PROBLEM DESCRIPTION:
Count the lines in the rows below that contain "tiled", matching case exactly, and give only the number.

*** AVAILABLE DATA

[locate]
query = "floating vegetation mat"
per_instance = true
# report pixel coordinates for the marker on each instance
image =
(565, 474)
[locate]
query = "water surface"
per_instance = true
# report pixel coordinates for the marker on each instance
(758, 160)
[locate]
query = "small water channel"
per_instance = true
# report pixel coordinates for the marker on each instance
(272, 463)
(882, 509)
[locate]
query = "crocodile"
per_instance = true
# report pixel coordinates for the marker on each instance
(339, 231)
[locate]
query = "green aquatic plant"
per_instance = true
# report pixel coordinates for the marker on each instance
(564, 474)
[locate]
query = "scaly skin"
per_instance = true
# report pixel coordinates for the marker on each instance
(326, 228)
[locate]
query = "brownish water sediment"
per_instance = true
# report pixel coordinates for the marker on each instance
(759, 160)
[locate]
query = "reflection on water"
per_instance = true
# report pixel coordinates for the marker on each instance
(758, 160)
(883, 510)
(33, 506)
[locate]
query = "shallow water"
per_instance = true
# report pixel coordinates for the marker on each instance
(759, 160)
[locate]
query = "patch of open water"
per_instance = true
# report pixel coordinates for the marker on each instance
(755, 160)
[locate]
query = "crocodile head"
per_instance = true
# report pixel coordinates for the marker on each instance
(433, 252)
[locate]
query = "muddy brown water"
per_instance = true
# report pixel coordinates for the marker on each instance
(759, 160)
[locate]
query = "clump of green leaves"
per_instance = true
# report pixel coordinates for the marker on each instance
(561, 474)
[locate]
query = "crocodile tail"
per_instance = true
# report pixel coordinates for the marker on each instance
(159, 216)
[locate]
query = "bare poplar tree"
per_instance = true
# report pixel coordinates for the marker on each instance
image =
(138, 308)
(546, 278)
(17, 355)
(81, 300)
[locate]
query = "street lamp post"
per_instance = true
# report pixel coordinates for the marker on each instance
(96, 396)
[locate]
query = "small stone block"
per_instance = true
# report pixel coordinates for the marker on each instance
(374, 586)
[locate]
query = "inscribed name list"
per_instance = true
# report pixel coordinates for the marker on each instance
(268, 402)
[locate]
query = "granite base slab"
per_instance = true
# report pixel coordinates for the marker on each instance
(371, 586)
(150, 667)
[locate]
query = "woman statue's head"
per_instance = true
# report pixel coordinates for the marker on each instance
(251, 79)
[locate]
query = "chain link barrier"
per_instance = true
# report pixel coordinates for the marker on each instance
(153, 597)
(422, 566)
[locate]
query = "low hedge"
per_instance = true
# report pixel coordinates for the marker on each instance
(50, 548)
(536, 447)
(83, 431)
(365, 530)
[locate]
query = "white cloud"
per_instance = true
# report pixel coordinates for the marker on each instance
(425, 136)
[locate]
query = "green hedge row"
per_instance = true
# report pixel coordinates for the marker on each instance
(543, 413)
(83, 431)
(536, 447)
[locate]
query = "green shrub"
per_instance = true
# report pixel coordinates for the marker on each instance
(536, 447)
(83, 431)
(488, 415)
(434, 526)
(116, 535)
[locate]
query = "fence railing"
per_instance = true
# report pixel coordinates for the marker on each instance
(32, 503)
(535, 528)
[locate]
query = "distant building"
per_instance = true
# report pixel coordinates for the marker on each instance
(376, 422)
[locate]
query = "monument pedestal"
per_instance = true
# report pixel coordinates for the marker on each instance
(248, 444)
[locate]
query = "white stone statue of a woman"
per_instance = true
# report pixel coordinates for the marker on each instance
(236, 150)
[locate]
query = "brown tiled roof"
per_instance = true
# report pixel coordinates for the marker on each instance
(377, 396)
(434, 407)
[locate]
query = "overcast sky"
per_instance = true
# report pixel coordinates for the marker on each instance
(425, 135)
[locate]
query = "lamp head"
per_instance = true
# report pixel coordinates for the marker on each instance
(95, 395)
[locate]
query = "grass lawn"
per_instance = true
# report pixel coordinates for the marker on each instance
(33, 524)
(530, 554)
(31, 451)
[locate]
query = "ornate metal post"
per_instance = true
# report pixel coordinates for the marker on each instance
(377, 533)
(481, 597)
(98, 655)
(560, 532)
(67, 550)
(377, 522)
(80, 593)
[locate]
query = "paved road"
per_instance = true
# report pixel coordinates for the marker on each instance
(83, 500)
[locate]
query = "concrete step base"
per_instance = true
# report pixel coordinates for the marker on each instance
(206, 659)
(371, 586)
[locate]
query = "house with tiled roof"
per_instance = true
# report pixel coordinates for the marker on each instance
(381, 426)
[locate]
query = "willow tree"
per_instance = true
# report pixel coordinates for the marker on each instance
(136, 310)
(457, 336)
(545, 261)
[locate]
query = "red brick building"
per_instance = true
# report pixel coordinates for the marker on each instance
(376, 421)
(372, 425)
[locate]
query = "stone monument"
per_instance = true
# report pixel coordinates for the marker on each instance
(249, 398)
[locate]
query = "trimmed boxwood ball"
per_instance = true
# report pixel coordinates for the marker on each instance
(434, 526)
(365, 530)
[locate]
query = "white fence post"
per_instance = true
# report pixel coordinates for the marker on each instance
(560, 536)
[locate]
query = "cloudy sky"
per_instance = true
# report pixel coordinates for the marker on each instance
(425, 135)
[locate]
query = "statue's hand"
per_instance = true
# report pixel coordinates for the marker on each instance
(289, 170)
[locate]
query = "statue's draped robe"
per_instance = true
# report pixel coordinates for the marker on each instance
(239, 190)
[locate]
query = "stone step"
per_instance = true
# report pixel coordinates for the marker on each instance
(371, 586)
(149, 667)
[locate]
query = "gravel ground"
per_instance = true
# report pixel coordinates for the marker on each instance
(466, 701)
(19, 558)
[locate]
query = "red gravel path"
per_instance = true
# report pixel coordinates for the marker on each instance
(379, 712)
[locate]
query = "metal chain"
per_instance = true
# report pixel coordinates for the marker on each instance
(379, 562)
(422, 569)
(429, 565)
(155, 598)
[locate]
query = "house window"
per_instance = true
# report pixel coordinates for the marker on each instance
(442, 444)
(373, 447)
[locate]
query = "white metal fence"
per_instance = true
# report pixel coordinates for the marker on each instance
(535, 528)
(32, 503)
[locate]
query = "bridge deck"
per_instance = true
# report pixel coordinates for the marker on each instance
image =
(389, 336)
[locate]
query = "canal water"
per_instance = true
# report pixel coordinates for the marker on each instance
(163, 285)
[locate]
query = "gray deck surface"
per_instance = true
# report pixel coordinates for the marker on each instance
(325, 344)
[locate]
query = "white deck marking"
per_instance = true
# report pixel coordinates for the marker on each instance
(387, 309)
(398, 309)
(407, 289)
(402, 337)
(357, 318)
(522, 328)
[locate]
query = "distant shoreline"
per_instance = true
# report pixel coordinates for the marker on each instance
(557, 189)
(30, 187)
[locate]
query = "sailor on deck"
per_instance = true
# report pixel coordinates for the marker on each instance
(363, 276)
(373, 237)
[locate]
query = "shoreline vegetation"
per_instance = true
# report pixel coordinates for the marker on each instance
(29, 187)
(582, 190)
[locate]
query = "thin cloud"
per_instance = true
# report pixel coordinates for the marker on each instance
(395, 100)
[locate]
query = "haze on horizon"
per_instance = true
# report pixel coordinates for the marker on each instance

******

TASK SOLUTION:
2